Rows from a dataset
══════════
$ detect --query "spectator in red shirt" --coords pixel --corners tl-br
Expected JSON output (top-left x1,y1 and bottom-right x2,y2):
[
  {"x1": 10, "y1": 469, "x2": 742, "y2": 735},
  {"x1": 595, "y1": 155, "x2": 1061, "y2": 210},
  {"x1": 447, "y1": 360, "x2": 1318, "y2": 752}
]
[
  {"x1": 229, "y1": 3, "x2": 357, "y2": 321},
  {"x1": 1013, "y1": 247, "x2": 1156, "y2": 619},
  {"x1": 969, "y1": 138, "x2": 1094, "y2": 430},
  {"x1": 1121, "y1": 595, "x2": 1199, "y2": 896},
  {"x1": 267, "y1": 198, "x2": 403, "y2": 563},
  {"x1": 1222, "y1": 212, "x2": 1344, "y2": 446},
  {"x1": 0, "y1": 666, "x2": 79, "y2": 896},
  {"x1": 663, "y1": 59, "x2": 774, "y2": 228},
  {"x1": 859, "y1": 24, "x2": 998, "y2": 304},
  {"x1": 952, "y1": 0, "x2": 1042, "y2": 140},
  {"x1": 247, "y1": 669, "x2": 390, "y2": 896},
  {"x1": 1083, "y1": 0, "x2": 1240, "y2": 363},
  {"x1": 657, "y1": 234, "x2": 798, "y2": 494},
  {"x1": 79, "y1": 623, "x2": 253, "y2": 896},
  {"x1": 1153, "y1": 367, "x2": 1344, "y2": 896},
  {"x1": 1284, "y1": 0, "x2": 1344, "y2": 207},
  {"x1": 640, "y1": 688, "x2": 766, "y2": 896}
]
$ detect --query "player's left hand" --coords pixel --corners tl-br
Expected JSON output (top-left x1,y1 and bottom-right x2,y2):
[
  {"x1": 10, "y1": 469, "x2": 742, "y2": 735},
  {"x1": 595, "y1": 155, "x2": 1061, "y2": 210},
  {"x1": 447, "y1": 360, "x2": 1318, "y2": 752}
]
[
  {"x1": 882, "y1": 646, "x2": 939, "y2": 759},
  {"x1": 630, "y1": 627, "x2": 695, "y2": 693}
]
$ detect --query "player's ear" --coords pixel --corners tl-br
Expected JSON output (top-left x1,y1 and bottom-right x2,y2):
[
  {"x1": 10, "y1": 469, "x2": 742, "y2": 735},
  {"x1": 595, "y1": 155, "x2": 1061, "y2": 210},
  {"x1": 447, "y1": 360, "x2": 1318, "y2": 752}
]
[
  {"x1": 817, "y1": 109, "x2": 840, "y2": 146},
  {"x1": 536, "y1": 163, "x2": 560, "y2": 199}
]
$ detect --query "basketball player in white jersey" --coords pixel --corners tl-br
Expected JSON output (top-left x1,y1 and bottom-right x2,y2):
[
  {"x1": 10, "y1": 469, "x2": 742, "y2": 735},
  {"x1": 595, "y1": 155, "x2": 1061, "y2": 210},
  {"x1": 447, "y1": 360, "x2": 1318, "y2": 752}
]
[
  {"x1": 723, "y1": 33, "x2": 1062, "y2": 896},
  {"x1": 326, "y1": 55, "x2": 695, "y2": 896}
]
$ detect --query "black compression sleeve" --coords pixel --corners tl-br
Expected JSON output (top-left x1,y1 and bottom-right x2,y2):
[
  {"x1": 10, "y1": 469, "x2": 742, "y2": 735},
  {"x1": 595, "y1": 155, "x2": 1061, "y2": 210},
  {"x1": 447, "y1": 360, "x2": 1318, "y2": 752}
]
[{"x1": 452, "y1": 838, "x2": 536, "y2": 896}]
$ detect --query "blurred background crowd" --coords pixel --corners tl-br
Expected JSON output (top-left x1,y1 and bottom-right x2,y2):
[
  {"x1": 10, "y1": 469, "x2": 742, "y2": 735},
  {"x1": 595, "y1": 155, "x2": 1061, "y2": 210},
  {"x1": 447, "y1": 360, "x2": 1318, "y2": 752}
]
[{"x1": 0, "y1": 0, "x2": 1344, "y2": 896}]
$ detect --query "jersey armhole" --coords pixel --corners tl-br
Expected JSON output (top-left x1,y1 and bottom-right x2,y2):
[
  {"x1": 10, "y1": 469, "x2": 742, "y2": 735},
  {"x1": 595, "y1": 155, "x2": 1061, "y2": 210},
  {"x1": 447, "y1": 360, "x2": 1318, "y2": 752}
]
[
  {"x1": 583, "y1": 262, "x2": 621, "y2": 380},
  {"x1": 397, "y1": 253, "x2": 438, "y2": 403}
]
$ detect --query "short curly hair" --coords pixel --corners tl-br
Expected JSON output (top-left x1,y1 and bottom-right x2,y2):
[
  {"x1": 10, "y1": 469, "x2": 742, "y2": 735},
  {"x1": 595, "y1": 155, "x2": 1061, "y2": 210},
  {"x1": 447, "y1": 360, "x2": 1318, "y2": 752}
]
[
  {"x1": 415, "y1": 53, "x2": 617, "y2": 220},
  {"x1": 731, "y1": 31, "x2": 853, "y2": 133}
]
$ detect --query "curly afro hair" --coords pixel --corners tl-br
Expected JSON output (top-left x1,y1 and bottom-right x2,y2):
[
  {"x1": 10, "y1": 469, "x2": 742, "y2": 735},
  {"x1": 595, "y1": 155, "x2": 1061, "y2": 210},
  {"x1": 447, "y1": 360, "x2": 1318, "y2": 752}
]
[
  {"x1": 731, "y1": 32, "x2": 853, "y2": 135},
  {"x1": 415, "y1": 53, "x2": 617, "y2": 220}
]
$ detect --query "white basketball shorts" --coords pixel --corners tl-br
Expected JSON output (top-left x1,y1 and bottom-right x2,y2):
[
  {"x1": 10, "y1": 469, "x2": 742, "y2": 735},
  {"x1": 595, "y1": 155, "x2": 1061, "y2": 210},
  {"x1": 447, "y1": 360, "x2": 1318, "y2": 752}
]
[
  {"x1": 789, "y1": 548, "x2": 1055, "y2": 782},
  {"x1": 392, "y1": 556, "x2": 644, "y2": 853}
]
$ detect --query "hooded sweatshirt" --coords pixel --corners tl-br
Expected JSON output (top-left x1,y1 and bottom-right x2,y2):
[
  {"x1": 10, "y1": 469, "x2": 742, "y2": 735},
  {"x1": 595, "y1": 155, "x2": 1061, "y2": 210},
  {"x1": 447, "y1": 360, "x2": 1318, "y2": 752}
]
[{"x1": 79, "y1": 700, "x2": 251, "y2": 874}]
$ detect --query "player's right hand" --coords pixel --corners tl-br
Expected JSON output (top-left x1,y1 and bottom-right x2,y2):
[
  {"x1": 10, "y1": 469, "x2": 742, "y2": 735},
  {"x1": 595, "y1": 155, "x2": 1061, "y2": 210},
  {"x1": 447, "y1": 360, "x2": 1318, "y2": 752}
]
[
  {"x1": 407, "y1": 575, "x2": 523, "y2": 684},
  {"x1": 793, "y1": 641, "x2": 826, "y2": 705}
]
══════════
§ **TASK TO CARRY OUT**
Count the lines in the rows above that contain the string "coords". Reply with the number alone.

§ **TASK RESPONSE**
12